**** Source document
# New CT Betta



## dolifisis (Sep 27, 2006)

I got rid of my fish last year before leaving on a vacation to Vietnam therefore I've been absent for a while. Just got a new CT so I hope this link works. 

http://i253.photobucket.com/albums/hh50/rerun1982/Fish/Betta2-1.jpg
http://i253.photobucket.com/albums/hh50/rerun1982/Fish/sabre3144.jpg


----------



## ZebraDanio12 (Jun 17, 2011)

Man hes a beauty! I hope to get another betta tomorrow.


----------



## adamxatomic (Oct 6, 2011)

He's a pretty MG CT.
Where did you get him?


----------



## Betta man (Mar 25, 2011)

Yeah, he's nice. I was also wondering where you got him?


----------



## Guest (Oct 16, 2011)

he got it from Viet. nice CT very pretty color, now go breed him 

i saw a DT PK at petco with the same color.


----------



## dolifisis (Sep 27, 2006)
********
> Problem requirements: In the forum thread about the new CT betta, where did the original poster go on vacation after getting rid of their fish? The records after this point have no connection to the forum thread about the new CT betta.
**** Records
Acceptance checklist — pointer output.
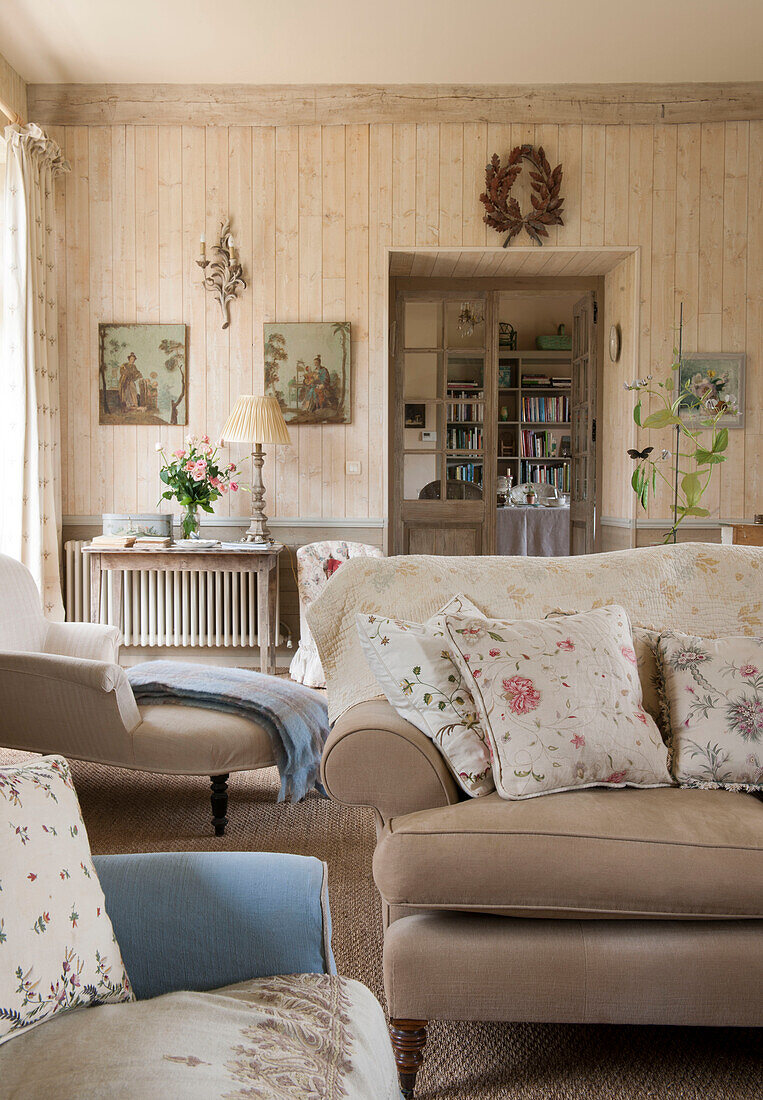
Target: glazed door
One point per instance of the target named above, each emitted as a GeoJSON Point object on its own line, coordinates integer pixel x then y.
{"type": "Point", "coordinates": [583, 411]}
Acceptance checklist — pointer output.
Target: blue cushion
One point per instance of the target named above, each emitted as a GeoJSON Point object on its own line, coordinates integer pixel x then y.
{"type": "Point", "coordinates": [203, 920]}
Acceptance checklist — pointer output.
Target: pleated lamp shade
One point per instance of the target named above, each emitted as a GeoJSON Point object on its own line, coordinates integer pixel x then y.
{"type": "Point", "coordinates": [255, 420]}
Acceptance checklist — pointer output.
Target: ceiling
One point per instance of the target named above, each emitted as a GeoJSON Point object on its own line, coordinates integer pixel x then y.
{"type": "Point", "coordinates": [497, 262]}
{"type": "Point", "coordinates": [391, 42]}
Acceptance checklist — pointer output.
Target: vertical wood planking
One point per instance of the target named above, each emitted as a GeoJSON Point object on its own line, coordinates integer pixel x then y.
{"type": "Point", "coordinates": [594, 184]}
{"type": "Point", "coordinates": [146, 294]}
{"type": "Point", "coordinates": [240, 332]}
{"type": "Point", "coordinates": [194, 165]}
{"type": "Point", "coordinates": [123, 252]}
{"type": "Point", "coordinates": [404, 183]}
{"type": "Point", "coordinates": [428, 183]}
{"type": "Point", "coordinates": [356, 439]}
{"type": "Point", "coordinates": [333, 248]}
{"type": "Point", "coordinates": [733, 319]}
{"type": "Point", "coordinates": [379, 239]}
{"type": "Point", "coordinates": [287, 294]}
{"type": "Point", "coordinates": [451, 183]}
{"type": "Point", "coordinates": [310, 300]}
{"type": "Point", "coordinates": [101, 309]}
{"type": "Point", "coordinates": [476, 156]}
{"type": "Point", "coordinates": [264, 275]}
{"type": "Point", "coordinates": [753, 430]}
{"type": "Point", "coordinates": [170, 253]}
{"type": "Point", "coordinates": [218, 347]}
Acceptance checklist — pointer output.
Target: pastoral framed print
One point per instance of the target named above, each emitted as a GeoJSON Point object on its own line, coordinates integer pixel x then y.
{"type": "Point", "coordinates": [718, 376]}
{"type": "Point", "coordinates": [308, 371]}
{"type": "Point", "coordinates": [142, 374]}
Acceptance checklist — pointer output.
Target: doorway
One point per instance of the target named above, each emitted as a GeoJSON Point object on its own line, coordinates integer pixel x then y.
{"type": "Point", "coordinates": [476, 404]}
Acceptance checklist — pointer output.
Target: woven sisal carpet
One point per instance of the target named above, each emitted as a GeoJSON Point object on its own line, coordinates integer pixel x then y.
{"type": "Point", "coordinates": [133, 812]}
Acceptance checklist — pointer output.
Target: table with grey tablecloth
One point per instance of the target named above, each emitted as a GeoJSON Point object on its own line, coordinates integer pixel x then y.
{"type": "Point", "coordinates": [532, 531]}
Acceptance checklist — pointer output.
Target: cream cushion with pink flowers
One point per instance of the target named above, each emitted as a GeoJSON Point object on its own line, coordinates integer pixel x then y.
{"type": "Point", "coordinates": [561, 702]}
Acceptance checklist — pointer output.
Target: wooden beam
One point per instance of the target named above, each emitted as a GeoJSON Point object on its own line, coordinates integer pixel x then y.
{"type": "Point", "coordinates": [290, 105]}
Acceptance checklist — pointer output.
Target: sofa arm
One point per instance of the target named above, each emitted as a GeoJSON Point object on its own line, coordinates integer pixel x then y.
{"type": "Point", "coordinates": [89, 640]}
{"type": "Point", "coordinates": [375, 758]}
{"type": "Point", "coordinates": [203, 920]}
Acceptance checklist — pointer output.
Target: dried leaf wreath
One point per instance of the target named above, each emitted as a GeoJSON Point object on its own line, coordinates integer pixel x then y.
{"type": "Point", "coordinates": [502, 212]}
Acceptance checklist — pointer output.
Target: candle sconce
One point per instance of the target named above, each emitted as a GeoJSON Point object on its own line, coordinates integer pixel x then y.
{"type": "Point", "coordinates": [225, 273]}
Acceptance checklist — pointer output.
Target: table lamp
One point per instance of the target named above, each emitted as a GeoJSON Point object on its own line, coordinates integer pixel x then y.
{"type": "Point", "coordinates": [256, 420]}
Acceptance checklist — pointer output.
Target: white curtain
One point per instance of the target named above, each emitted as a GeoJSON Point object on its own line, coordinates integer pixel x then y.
{"type": "Point", "coordinates": [30, 505]}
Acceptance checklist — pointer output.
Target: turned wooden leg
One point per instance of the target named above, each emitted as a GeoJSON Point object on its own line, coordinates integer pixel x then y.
{"type": "Point", "coordinates": [408, 1037]}
{"type": "Point", "coordinates": [219, 788]}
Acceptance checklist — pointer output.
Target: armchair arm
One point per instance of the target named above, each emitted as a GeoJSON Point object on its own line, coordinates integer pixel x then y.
{"type": "Point", "coordinates": [202, 920]}
{"type": "Point", "coordinates": [64, 704]}
{"type": "Point", "coordinates": [90, 640]}
{"type": "Point", "coordinates": [375, 758]}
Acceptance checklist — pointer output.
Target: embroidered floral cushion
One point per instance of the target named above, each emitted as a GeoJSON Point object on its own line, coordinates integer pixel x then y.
{"type": "Point", "coordinates": [57, 947]}
{"type": "Point", "coordinates": [714, 702]}
{"type": "Point", "coordinates": [561, 702]}
{"type": "Point", "coordinates": [416, 670]}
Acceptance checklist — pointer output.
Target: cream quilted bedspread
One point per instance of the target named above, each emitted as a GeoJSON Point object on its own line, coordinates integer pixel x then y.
{"type": "Point", "coordinates": [697, 587]}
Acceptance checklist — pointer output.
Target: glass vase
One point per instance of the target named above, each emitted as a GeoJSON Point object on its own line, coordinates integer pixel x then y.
{"type": "Point", "coordinates": [190, 521]}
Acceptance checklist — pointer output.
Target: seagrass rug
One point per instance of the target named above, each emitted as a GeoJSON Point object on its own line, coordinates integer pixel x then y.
{"type": "Point", "coordinates": [136, 812]}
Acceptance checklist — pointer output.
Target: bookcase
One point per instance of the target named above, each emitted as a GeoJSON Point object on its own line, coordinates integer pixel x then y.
{"type": "Point", "coordinates": [533, 426]}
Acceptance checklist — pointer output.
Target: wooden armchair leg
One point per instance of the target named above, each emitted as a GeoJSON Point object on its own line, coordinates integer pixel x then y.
{"type": "Point", "coordinates": [219, 788]}
{"type": "Point", "coordinates": [408, 1037]}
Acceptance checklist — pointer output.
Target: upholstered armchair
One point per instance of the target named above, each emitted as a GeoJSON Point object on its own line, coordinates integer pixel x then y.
{"type": "Point", "coordinates": [63, 691]}
{"type": "Point", "coordinates": [316, 564]}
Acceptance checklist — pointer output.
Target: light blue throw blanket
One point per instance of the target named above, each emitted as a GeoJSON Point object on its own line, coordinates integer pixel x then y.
{"type": "Point", "coordinates": [295, 717]}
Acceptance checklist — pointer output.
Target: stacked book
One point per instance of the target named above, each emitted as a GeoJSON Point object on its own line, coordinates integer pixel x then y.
{"type": "Point", "coordinates": [113, 541]}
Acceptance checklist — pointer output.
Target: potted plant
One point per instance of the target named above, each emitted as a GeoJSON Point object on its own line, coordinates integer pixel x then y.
{"type": "Point", "coordinates": [196, 477]}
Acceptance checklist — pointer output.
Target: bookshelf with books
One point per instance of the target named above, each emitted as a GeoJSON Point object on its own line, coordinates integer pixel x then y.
{"type": "Point", "coordinates": [533, 416]}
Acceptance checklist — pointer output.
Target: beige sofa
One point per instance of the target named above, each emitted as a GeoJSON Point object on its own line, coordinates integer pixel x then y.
{"type": "Point", "coordinates": [63, 691]}
{"type": "Point", "coordinates": [597, 905]}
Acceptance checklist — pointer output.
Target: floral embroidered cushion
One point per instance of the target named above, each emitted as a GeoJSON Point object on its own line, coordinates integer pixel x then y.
{"type": "Point", "coordinates": [712, 696]}
{"type": "Point", "coordinates": [57, 946]}
{"type": "Point", "coordinates": [416, 670]}
{"type": "Point", "coordinates": [561, 702]}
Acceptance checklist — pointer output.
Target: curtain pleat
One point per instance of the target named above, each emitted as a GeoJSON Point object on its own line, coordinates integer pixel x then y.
{"type": "Point", "coordinates": [30, 430]}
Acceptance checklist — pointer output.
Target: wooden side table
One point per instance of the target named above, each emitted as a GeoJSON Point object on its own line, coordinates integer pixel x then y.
{"type": "Point", "coordinates": [743, 535]}
{"type": "Point", "coordinates": [169, 560]}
********
> Exercise answer: Vietnam.